▶ _Prompt_
Rewrite the material below with "drop a point" changed to "place a marker" everywhere it occurs, keeping all other text the same and leaving out the pictures.

#### Provided data ####

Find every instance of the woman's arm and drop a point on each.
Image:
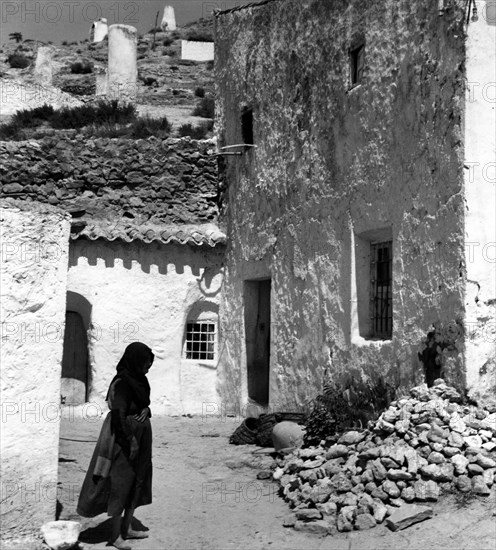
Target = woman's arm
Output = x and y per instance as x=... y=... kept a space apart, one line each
x=121 y=401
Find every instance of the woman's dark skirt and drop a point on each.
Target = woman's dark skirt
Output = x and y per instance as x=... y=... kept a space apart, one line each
x=113 y=482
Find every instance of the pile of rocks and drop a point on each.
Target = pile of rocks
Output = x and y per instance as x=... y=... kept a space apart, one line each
x=419 y=445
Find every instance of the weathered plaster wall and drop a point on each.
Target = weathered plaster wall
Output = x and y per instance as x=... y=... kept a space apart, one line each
x=168 y=181
x=197 y=51
x=480 y=196
x=34 y=248
x=333 y=162
x=145 y=292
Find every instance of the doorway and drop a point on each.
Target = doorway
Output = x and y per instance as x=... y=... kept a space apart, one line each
x=74 y=381
x=257 y=333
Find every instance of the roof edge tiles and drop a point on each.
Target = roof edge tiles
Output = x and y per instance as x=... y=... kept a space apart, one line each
x=197 y=235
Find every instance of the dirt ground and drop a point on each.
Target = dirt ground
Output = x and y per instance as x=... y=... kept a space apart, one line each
x=206 y=496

####

▶ _Result below_
Find every instance of the woman's arm and place a marker on each.
Image:
Target = woman's arm
Output = x and y per instance as x=... y=... kept a space apart, one line each
x=121 y=401
Find every instance of the woman's dark skirt and place a marker on each.
Target = woman's dark skirt
Output = x and y per instance as x=... y=... kept a space apart, one line each
x=113 y=482
Find every instance of the pile of rocks and place a marker on each.
Target = pile of rocks
Output = x and y per instance as x=... y=... kept a space apart, one line each
x=419 y=445
Find every instance of the weathered plaster wall and place a marker on each.
Target = weathered plaster wall
Output = x and y per instance as x=... y=... kept a space apart, one line each
x=168 y=181
x=197 y=51
x=480 y=196
x=34 y=248
x=333 y=162
x=145 y=292
Find every instance of the doorway and place a marker on each.
Target = doorway
Output = x and y per instance as x=... y=... kept a space apart, one line each
x=74 y=381
x=257 y=333
Find every instance of the roof edge tiles and place a marker on each.
Target = roof edge tiles
Output = x and y per instance as x=... y=... kept a space apart, one line each
x=197 y=235
Find every instance of the dirt ground and place a marker on each.
Target = dirt ground
Output = x and y per instance as x=... y=... kept a space apart, one line each
x=206 y=496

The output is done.